▶ Quoted passage
----
Friday, September 08, 2006

Sad to say goodbye to Antalya

What can I say? I’m in love with Turkey. Seriously, I really love the place and the people. We met a great guy, Muzaffer, it a petrol station. In his youth had been a biker and travelled across Europe and Nepal, and he gave me a little nugget of insight into Turkish culture. Turks think of visitors as “gifts from God”. Having lived in London for eight years and being little more than educated, cheap labour, this attitude to strangers is deeply touching. This is a country that has time in abundance: time to meet people, time to talk, time to drink obligatory cups of tea and time to be involved in other people’s lives. I have been treated with respect and care that I’m sad to say, I’m not used to, and will miss terribly when I leave. Who knows? This is a vast country, interesting and varied – I have loads of reasons why I’d come back again.

27 August: Turkey – Koycegiz, Olympos and Antalya

We arrived in Koycegiz in the evening and managed to find Tango Pension with relatively little hassle. It is a very small town so no surprise we only needed to be pointed in the right direction once (nice to not feel lost for a change). Koycegiz is a small town on a fresh water lake that is connected to the sea and that is actually quite a rare phenomenon. It is one of two in the world, the other is in South America.

The owner of the pension recognised that we were the South African friends due to arrive on motorbikes and ushered us to our rooms, pointing out our friend’s room nearby. Dee and Mario were due back from their boat trip shortly and in the meantime we could go for a short swim in the lake. The last hour seemed to be a long one, as it is when you are waiting – but the happy moment did finally arrive when we were able to embrace our friends. Both of them looked extremely tanned and were cool ‘n groovy as always.

It is only two months since we saw them last but there seemed to be so much to catch up on and talk about. Plans for the future were high on the agenda. I get the feeling we all have some exciting times ahead of us. I don’t know why but old friends give me such a comfy feeling – especially if I know they are kind of friends that are really up front, honest and like me just the way I am – with all my imperfections.
----
▶ Extracted records
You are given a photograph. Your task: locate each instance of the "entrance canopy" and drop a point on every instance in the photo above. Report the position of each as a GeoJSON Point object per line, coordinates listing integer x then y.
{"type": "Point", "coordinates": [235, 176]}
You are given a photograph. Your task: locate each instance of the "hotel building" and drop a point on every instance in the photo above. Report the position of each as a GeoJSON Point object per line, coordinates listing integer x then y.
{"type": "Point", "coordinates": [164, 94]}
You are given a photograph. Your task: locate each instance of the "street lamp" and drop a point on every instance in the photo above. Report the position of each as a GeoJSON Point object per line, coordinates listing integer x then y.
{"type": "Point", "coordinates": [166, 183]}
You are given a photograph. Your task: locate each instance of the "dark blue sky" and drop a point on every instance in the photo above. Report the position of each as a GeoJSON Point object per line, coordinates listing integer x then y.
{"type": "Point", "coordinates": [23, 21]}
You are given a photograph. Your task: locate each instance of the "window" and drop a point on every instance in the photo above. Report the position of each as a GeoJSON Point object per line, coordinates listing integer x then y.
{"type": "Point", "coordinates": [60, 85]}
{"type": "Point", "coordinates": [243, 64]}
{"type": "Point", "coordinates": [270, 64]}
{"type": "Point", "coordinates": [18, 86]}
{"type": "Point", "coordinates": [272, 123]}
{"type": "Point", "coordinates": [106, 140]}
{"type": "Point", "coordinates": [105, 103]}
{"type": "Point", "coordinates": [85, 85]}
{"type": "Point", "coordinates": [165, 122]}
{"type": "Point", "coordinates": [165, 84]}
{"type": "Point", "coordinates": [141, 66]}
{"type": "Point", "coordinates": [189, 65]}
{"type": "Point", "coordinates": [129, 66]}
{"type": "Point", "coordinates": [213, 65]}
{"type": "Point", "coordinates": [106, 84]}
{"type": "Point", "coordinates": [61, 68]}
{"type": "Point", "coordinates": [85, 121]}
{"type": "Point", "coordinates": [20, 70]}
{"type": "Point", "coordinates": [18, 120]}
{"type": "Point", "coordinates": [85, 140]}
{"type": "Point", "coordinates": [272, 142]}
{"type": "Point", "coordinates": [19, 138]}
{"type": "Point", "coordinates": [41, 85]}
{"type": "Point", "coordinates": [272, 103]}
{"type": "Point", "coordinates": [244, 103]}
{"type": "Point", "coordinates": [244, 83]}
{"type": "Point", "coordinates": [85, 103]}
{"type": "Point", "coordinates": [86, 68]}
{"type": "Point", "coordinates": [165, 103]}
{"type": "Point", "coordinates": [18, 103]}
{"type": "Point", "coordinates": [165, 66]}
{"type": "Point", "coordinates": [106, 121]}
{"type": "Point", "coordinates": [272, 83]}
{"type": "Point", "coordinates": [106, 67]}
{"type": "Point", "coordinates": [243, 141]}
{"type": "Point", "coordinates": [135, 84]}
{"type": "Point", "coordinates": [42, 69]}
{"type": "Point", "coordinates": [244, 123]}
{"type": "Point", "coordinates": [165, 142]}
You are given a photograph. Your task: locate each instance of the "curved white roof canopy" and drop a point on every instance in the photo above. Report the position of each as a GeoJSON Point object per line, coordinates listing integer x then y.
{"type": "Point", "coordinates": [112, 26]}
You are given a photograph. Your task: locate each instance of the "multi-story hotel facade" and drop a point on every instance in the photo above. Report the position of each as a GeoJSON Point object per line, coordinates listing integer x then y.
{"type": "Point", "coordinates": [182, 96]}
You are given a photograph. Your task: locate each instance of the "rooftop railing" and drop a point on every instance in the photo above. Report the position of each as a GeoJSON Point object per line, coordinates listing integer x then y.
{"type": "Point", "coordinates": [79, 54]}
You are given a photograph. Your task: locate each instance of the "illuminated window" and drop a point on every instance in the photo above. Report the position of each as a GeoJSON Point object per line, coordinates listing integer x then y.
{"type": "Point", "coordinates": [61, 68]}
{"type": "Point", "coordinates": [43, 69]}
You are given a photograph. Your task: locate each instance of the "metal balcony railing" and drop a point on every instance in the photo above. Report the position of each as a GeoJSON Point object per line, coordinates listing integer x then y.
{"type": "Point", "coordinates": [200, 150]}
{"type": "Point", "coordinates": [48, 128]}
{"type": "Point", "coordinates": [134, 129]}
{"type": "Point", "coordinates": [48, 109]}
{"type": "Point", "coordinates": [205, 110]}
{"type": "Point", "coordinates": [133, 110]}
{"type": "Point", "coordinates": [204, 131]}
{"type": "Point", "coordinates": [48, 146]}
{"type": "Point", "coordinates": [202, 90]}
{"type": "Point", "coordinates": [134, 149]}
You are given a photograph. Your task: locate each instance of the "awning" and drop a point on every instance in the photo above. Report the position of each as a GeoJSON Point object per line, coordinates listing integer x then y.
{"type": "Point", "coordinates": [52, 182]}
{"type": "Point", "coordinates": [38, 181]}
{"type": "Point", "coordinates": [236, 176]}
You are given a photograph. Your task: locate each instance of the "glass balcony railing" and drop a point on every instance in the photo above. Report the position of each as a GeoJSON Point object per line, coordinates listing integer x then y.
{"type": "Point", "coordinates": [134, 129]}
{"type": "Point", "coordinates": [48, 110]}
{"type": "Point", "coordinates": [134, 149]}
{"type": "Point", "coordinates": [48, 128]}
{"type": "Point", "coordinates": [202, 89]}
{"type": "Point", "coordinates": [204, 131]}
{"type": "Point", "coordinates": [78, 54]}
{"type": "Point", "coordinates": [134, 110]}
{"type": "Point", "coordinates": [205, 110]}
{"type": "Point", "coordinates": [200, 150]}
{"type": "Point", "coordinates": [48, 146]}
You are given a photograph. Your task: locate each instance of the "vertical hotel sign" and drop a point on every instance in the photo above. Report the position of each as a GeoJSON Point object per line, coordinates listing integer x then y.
----
▶ What to work on
1. Copy the blog post about Turkey from "Sad to say goodbye" up to and including "come back again.".
2. Summarize the blog post about Turkey in two sentences.
3. According to the blog post about Turkey, how do Turks think of visitors?

▶ Task responses
1.
Sad to say goodbye to Antalya

What can I say? I’m in love with Turkey. Seriously, I really love the place and the people. We met a great guy, Muzaffer, it a petrol station. In his youth had been a biker and travelled across Europe and Nepal, and he gave me a little nugget of insight into Turkish culture. Turks think of visitors as “gifts from God”. Having lived in London for eight years and being little more than educated, cheap labour, this attitude to strangers is deeply touching. This is a country that has time in abundance: time to meet people, time to talk, time to drink obligatory cups of tea and time to be involved in other people’s lives. I have been treated with respect and care that I’m sad to say, I’m not used to, and will miss terribly when I leave. Who knows? This is a vast country, interesting and varied – I have loads of reasons why I’d come back again.

2. The writer loves Turkey and its people and was touched to learn from Muzaffer, a former biker met at a petrol station, that Turks think of visitors as "gifts from God." After arriving in the small lakeside town of Koycegiz and finding Tango Pension, the writer was reunited with friends Dee and Mario, and they caught up on plans for the future.

3. As "gifts from God."